§ **Exercise goal**
Locate every line in the material below that contains the string "tree", and copy each of those lines.

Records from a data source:
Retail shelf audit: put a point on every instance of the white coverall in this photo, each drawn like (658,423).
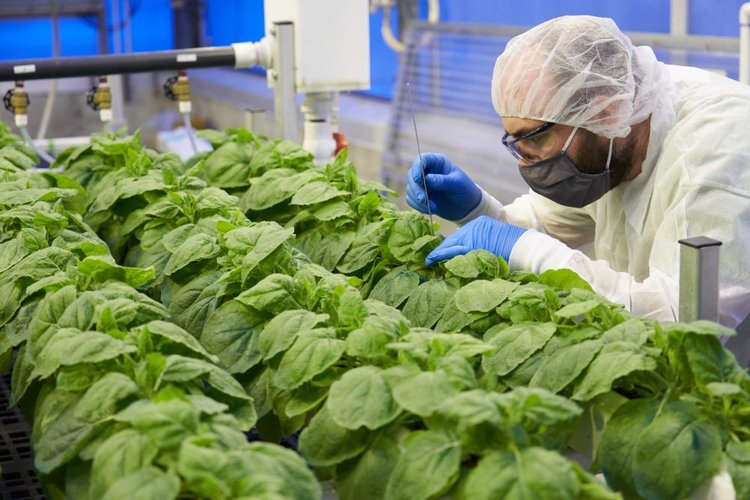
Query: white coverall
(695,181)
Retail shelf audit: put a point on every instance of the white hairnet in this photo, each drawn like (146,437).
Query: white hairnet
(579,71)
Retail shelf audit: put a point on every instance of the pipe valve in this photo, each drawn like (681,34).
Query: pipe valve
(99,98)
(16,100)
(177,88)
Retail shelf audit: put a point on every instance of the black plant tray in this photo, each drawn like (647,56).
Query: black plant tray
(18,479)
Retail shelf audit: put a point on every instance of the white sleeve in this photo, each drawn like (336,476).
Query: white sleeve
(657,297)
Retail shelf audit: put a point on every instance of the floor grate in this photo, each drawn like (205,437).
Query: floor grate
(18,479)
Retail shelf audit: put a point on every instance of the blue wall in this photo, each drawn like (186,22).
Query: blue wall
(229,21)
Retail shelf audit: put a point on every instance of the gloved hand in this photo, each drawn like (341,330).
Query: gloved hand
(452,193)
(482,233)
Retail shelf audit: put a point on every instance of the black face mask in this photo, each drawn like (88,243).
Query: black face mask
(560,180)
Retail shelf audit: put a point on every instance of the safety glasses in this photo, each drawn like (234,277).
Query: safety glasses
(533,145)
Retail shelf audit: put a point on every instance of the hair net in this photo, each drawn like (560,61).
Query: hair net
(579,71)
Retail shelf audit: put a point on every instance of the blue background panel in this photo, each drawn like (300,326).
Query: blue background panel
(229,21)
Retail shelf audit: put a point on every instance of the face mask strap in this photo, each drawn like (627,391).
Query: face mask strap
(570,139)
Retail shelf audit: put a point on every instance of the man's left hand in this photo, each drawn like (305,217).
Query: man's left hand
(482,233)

==

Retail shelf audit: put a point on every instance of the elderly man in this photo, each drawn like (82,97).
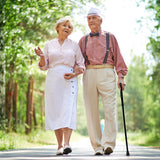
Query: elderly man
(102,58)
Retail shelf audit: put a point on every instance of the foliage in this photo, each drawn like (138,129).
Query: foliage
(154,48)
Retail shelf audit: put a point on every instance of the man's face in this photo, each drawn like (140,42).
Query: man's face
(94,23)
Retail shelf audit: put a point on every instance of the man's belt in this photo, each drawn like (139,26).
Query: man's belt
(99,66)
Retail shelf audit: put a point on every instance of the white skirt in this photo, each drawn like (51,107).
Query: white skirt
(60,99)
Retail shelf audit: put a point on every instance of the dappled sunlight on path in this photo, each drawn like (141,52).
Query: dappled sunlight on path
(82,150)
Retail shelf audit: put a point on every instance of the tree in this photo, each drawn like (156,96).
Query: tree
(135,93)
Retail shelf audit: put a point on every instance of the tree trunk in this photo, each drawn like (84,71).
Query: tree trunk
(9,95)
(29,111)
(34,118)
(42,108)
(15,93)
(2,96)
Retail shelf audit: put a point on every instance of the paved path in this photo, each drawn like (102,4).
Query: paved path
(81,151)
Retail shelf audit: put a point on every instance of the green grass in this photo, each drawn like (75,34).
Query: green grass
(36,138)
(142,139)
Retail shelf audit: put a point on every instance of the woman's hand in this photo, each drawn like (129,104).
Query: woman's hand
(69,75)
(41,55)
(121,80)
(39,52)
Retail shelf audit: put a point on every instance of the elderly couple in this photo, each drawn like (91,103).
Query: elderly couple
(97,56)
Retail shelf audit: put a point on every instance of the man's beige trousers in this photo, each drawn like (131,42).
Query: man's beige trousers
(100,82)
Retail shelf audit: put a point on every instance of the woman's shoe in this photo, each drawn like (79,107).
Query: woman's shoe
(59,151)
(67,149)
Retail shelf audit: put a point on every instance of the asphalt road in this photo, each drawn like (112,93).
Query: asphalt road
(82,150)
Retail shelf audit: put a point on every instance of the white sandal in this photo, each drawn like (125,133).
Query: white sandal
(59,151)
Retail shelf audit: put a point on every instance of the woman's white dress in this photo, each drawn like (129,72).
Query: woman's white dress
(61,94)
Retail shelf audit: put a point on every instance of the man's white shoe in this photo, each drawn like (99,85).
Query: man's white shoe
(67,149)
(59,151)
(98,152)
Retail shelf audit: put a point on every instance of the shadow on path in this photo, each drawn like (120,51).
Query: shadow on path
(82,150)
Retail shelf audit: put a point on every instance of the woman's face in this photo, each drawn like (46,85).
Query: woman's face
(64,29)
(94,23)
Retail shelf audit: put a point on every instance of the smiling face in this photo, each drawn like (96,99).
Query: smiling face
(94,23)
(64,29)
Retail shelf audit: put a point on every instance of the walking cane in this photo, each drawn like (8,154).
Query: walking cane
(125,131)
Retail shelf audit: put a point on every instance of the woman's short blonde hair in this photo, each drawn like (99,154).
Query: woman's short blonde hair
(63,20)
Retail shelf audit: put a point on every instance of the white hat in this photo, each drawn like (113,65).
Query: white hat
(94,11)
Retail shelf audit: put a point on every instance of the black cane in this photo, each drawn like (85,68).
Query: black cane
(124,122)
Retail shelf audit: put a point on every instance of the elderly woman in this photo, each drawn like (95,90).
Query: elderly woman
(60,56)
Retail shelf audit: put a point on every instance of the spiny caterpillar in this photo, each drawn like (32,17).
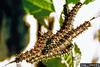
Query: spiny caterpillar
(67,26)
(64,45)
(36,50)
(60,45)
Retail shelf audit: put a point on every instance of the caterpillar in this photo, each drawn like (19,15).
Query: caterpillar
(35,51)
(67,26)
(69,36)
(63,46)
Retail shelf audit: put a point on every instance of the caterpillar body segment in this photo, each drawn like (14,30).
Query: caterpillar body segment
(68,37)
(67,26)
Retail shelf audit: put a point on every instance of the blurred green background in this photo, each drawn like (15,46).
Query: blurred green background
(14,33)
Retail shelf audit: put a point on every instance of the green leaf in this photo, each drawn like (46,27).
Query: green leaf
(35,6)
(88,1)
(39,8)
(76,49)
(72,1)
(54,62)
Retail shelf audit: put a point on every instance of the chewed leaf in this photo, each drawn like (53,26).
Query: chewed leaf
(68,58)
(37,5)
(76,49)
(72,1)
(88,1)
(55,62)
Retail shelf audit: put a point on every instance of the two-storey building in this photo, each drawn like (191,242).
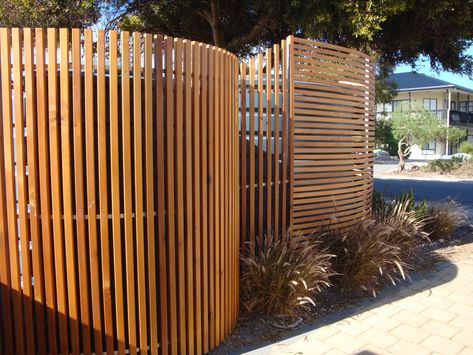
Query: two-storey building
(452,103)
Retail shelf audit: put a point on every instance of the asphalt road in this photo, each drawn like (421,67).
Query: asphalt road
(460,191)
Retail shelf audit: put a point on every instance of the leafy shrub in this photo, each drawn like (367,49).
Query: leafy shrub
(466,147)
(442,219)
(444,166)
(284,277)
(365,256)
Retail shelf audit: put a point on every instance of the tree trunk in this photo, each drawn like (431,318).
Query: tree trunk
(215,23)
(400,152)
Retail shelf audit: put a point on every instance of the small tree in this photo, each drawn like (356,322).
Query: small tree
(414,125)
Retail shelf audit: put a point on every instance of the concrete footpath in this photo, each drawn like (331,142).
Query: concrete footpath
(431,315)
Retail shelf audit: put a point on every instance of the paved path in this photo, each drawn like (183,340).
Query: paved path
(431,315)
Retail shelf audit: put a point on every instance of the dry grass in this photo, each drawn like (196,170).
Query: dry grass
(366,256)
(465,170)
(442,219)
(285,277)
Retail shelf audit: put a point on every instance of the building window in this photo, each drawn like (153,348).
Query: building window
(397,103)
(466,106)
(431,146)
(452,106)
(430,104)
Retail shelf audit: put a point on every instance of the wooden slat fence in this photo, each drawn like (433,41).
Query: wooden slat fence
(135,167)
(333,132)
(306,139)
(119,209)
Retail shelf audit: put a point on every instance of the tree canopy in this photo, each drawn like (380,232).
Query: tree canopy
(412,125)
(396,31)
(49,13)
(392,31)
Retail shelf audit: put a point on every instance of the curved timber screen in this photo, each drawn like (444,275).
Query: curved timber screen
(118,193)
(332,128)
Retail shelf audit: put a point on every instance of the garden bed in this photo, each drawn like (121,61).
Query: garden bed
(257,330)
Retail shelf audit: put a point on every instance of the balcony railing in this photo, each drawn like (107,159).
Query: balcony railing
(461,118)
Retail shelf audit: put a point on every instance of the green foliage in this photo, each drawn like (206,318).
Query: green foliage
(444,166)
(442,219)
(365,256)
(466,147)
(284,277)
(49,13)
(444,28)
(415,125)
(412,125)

§ **Solution**
Retail shelf audit: put a point on every instance of the tree in this photo, each drawn like (156,96).
Query: tree
Retail shelf audit: put a point on every instance of the tree trunk in this photo, each drawn like (84,71).
Query: tree trunk
Retail shelf audit: put a point on every instance of the tree trunk in this photo, each drawn like (431,318).
Query: tree trunk
Retail shelf audit: put a point on every instance of the small tree in this photo, each drawn like (356,322).
Query: small tree
Retail shelf audit: put a point on every instance of the tree canopy in this photo, each drawn like (380,232).
Query: tree canopy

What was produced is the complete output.